• **ENTRIES SHOWN**:
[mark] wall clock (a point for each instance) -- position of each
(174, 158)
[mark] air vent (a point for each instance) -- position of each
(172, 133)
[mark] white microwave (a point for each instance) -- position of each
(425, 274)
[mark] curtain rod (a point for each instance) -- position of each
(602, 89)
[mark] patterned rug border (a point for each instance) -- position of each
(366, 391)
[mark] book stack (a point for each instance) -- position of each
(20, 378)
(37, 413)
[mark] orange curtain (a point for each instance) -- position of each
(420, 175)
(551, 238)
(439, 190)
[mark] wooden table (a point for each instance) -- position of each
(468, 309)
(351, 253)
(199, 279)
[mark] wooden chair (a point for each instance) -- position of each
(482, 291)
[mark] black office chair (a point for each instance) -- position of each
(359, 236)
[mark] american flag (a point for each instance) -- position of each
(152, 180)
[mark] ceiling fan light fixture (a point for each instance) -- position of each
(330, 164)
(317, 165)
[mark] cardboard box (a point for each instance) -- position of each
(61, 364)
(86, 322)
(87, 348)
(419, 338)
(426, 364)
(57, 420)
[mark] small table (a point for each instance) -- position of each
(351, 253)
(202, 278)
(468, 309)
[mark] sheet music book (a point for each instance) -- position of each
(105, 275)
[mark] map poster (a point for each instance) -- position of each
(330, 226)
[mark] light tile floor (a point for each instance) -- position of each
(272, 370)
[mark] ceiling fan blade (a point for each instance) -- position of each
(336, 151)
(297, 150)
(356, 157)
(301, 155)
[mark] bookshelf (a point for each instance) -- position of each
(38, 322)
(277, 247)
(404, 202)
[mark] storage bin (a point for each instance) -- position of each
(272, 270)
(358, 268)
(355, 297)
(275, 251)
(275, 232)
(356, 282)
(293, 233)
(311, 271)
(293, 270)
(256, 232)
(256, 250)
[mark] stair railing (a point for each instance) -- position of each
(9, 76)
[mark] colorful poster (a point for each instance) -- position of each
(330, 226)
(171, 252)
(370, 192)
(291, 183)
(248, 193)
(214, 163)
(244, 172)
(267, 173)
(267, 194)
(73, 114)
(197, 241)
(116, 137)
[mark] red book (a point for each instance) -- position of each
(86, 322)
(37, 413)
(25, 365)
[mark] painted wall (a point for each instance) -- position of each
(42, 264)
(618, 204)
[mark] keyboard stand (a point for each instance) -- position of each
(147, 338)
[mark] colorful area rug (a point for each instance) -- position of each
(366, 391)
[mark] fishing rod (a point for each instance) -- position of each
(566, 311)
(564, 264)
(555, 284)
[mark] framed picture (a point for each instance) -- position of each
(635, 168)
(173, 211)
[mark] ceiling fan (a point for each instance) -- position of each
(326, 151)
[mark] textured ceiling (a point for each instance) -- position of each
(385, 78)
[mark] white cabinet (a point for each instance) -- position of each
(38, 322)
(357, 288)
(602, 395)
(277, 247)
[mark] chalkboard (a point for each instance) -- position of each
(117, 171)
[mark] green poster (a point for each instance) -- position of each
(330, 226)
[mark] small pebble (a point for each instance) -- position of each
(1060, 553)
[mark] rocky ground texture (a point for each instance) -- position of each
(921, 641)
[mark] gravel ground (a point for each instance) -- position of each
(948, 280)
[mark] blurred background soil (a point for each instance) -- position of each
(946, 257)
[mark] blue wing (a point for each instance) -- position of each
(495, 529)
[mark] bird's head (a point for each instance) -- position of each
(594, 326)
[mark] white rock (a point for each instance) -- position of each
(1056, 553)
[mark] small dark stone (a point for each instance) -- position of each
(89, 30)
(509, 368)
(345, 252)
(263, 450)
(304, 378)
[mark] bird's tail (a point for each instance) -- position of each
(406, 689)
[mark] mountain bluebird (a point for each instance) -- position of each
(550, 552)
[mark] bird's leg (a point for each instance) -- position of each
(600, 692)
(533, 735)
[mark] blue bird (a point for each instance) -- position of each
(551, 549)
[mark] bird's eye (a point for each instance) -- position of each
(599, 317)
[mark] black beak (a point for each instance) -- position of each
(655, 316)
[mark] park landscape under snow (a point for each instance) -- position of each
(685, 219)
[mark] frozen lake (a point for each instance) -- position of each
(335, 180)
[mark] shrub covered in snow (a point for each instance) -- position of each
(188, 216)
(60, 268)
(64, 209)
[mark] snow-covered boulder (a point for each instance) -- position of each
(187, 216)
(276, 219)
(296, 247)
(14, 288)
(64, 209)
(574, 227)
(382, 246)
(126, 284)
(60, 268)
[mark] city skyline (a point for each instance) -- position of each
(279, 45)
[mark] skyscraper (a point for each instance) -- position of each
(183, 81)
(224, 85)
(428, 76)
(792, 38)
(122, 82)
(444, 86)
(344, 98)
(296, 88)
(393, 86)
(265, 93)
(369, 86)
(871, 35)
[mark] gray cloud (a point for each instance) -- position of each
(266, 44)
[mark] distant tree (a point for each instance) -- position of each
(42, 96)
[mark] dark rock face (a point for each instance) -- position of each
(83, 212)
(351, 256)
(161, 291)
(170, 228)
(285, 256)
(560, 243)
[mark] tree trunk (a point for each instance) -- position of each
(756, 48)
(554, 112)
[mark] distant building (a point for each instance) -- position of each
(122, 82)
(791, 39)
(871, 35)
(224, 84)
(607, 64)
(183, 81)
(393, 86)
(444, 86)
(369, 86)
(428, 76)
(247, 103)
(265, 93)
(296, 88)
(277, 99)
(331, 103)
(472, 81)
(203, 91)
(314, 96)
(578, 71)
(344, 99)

• **DIRECTIONS FOR THIS TASK**: Every record listed above should be reproduced exactly.

• **ANSWER AREA**:
[mark] wall clock (a point for each instance) -- position of each
(174, 158)
[mark] air vent (a point for each instance) -- position of each
(172, 133)
[mark] white microwave (a point for each instance) -- position of each
(425, 274)
[mark] curtain rod (a point for each instance) -- position of each
(602, 89)
[mark] patterned rug border (a point for each instance) -- position of each
(366, 391)
[mark] book stack (a point for each instance) -- position of each
(20, 378)
(37, 413)
[mark] orange curtain (a point for each instance) -- position of each
(420, 175)
(551, 238)
(439, 190)
[mark] wooden table (a point for each instance) -- position of each
(468, 309)
(351, 253)
(199, 279)
[mark] wooden chair (a point for each instance) -- position of each
(482, 291)
[mark] black office chair (a point for each instance) -- position of each
(359, 236)
[mark] american flag (a point for each instance) -- position of each
(152, 180)
[mark] ceiling fan light fixture (a point for each instance) -- position of each
(330, 164)
(317, 165)
[mark] cardboard box (a point for each instance) -- position of each
(61, 364)
(86, 322)
(87, 348)
(419, 338)
(426, 364)
(57, 420)
[mark] small table (a point for each instance) -- position of each
(351, 253)
(202, 278)
(468, 309)
[mark] sheet music book (a point for each instance) -- position of each
(105, 275)
[mark] map poster (a point for each instance) -- position of each
(330, 226)
[mark] light tile floor (a point for each instance) -- position of each
(272, 370)
[mark] ceiling fan blade (a point for each instance) -- position of each
(336, 151)
(297, 150)
(356, 157)
(301, 155)
[mark] bookshelf (a point for each instance) -- position of each
(38, 322)
(277, 247)
(404, 202)
[mark] storage bin (a point for each instance) -- position of each
(272, 270)
(358, 268)
(355, 297)
(275, 251)
(275, 232)
(356, 282)
(293, 233)
(311, 271)
(293, 270)
(256, 232)
(256, 250)
[mark] stair railing (a point for each instance) -- position of each
(9, 76)
[mark] colorful poster (a point for each instance) -- position of each
(330, 226)
(171, 252)
(370, 192)
(291, 183)
(248, 193)
(214, 163)
(244, 172)
(267, 173)
(267, 194)
(73, 114)
(197, 241)
(116, 137)
[mark] red book (a point for each instance) -- position of each
(86, 322)
(37, 413)
(25, 365)
[mark] painted wall (a point for each instance) -- position of each
(42, 264)
(618, 204)
[mark] keyboard stand (a point for each instance) -- position of each
(147, 338)
[mark] colorful area rug (a point for each instance) -- position of each
(366, 391)
[mark] fishing rod (a point for each instance) -- position of each
(566, 311)
(564, 264)
(555, 284)
[mark] framed picture (a point for each instance) -- position of each
(635, 168)
(173, 211)
[mark] ceiling fan (a point for each instance) -- position of each
(326, 151)
[mark] textured ceiling (a point for each instance) -- position of each
(385, 78)
[mark] white cabinet (a point for each instance) -- position of each
(38, 322)
(357, 288)
(602, 395)
(277, 247)
[mark] chalkboard (a point for each instance) -- position of each
(117, 171)
[mark] green poster (a point for each instance) -- position of each
(330, 226)
[mark] small pebble (a point for each instance) -- position of each
(1060, 553)
[mark] rocky ground texture (a point for each instance) -- position of each
(921, 641)
[mark] gravel ground (a point for each instance) -- position of each
(948, 280)
[mark] blurred background soil (a point for each instance) -- position of each
(946, 257)
[mark] blue wing (a point for each instance) -- position of each
(495, 529)
[mark] bird's head (a point for each instance) -- position of each
(594, 326)
[mark] white rock (a point for each instance) -- position of each
(1056, 553)
[mark] small dark stone (a point for each instance) -- position of each
(89, 30)
(509, 368)
(345, 252)
(263, 450)
(304, 378)
[mark] bird's tail (a point for each instance) -- position of each
(406, 689)
[mark] mountain bluebird (a point for each instance) -- position of each
(550, 552)
[mark] bird's leg (a point for each instance) -- position of each
(600, 692)
(533, 735)
[mark] blue bird (a point for each instance) -- position of each
(551, 549)
[mark] bird's eye (a point for each instance) -- position of each
(599, 317)
[mark] black beak (a point for each instance) -- position of each
(655, 316)
[mark] park landscape under snow (a point for each instance) -- position of each
(685, 219)
[mark] frozen lake (a point for each instance) -- position of each
(335, 180)
[mark] shrub covered in snow (a point for each instance) -- position of each
(188, 216)
(60, 268)
(64, 209)
[mark] snow-covered boulder (a point for each instance) -- position of each
(187, 216)
(276, 219)
(296, 247)
(14, 288)
(64, 209)
(574, 227)
(382, 246)
(126, 284)
(60, 268)
[mark] city skyline (a point for each instance) -- position of each
(279, 45)
[mark] skyscraper (a point for each instance) -- position of each
(183, 81)
(224, 85)
(428, 76)
(792, 38)
(122, 82)
(444, 86)
(344, 98)
(296, 88)
(393, 86)
(265, 93)
(369, 86)
(871, 35)
[mark] gray cloud (a point for each instance) -- position of each
(266, 44)
[mark] distant tree (a point for each instance) -- position of each
(42, 96)
[mark] dark rock face (a point for each instance) -- position of each
(83, 212)
(351, 256)
(161, 291)
(170, 228)
(285, 256)
(560, 243)
[mark] tree trunk (a point for each instance) -- position of each
(756, 48)
(554, 112)
[mark] distant building (a point for each instance) -- position of each
(122, 82)
(791, 39)
(871, 35)
(224, 84)
(607, 64)
(183, 81)
(393, 86)
(444, 86)
(369, 86)
(428, 76)
(247, 103)
(265, 93)
(296, 88)
(277, 99)
(331, 103)
(472, 81)
(203, 91)
(314, 96)
(578, 71)
(344, 99)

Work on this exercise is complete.